Your tasks.
A. In the text on notable Texas museum works, copy word for word the part that opens with the words containing "Whether fashioned from" and closes with "skill as imagination.".
B. According to the text on notable Texas museum works, how did the mammoth Ellie May get her name?
C. Continue the text on notable Texas museum works from the point where it stops.

Text.

►

Who says it’s a man’s world? Not one but three revered female figures were singled out as exemplars of community. Two Hindu deities made the cut: Parvati, the first student of yoga and the goddess of marriage and family, and a nameless yogini of fine detail (note her wrinkled lips), who likely guarded her community’s temple. And there’s also a headdress representing D’mba, the universal mother of Guinea’s Baga people, who presided over each agricultural and human life cycle.

Wave

Meadows Center
Meadows Museum

(2002) Santiago Calatrava
Meadows Museum
Dallas
“Since Wave’s inauguration as the first large-scale work by Santiago Calatrava to be installed in the U.S., the artist has become a favorite son of Dallas, receiving an honorary degree from SMU and designing its two signature bridges over the Trinity River. Standing at the entrance to the university, Wave is one of the most well-known and photographed landmarks on campus.” Nicole Atzbach, curator

Ellie May, Columbian Mammoth from Ellis County, Texas

Perot Museum of Nature and Science
Dallas
“The discovery of this young female mammoth generated great excitement in southern Ellis County when she was found, with large crews assisting in the early stages of her excavation. When she was donated to the Perot Museum the entire north Texas region seemed to ‘adopt’ her, with attention generated by live EarthCam feeds from the dig, media frequenting the site, and even local schools bussing in to see the skeleton in the ground and hear the tale of the mammoth and the bygone time in which she lived. Her name came from being discovered in Ellis County during the month of May.” Ron Tykoski, director of paleontology lab

Craft

Whether fashioned from clay or marble or fabric—or even facial expressions—the works singled out here elevate the otherwise ordinary into new and startling configurations. They speak of excellence, underscoring a common theme: that the act of creation is as much about skill as imagination.

Robert De Niro makeup test photos

Harry Ransom Center
Harry Ransom Center

(c. 1974)

◄

Stored data.

►

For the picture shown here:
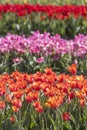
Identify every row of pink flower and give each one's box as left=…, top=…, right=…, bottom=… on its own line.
left=0, top=4, right=87, bottom=19
left=0, top=31, right=87, bottom=56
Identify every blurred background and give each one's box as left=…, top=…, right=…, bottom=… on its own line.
left=0, top=0, right=87, bottom=5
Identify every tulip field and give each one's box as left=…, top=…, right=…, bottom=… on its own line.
left=0, top=0, right=87, bottom=130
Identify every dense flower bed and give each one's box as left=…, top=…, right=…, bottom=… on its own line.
left=0, top=64, right=87, bottom=130
left=0, top=31, right=87, bottom=74
left=0, top=4, right=87, bottom=19
left=0, top=31, right=87, bottom=58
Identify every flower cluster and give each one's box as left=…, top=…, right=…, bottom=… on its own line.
left=0, top=64, right=87, bottom=113
left=0, top=31, right=87, bottom=57
left=0, top=4, right=87, bottom=19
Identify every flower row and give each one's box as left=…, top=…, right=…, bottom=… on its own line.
left=0, top=4, right=87, bottom=19
left=0, top=64, right=87, bottom=127
left=0, top=31, right=87, bottom=58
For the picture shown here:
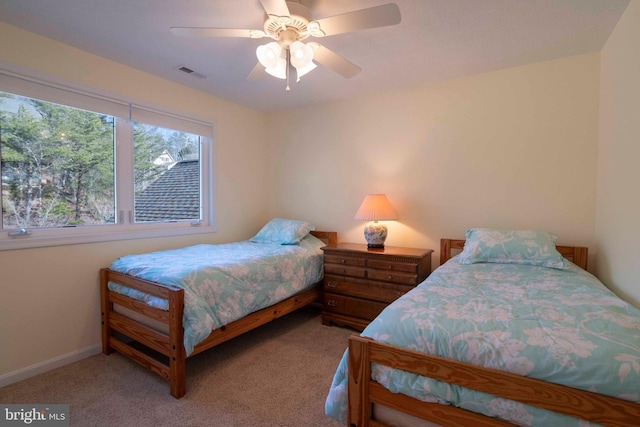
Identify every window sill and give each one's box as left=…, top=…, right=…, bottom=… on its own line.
left=0, top=224, right=216, bottom=251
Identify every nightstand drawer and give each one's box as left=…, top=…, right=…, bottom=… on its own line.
left=324, top=264, right=367, bottom=278
left=324, top=294, right=388, bottom=320
left=324, top=276, right=413, bottom=303
left=324, top=255, right=367, bottom=267
left=367, top=259, right=418, bottom=274
left=367, top=268, right=418, bottom=286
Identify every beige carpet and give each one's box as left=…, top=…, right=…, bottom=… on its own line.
left=0, top=306, right=353, bottom=427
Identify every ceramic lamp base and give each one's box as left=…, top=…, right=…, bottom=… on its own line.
left=364, top=222, right=387, bottom=248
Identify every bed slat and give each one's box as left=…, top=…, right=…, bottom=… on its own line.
left=369, top=381, right=513, bottom=427
left=109, top=311, right=169, bottom=356
left=349, top=335, right=640, bottom=426
left=190, top=286, right=322, bottom=356
left=102, top=268, right=183, bottom=299
left=108, top=291, right=169, bottom=323
left=109, top=337, right=170, bottom=380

◄

Answers by task.
A.
Whether fashioned from clay or marble or fabric—or even facial expressions—the works singled out here elevate the otherwise ordinary into new and startling configurations. They speak of excellence, underscoring a common theme: that the act of creation is as much about skill as imagination.

B. She was discovered in Ellis County during the month of May.

C.
Harry Ransom Center
Austin
“One of De Niro’s earliest successes was his portrayal of the young Vito Corleone in The Godfather II. These photographs were likely taken before filming as hair and makeup test shots. Marlon Brando had originated the role as a much older man in The Godfather two years earlier, and De Niro incorporated parts of Brando’s performance—the high voice, puffy cheeks, mannerisms—into his own. So here we see not only two intertwined timeless performances but also the passing on of a truly American tradition of acting and De Niro taking his place among the great actors of his generation.” Steve Wilson, curator of film (Editor’s note: the photos are not on display but you can request to see them.)

Ceramic figurine, Maya

(c. 15th century)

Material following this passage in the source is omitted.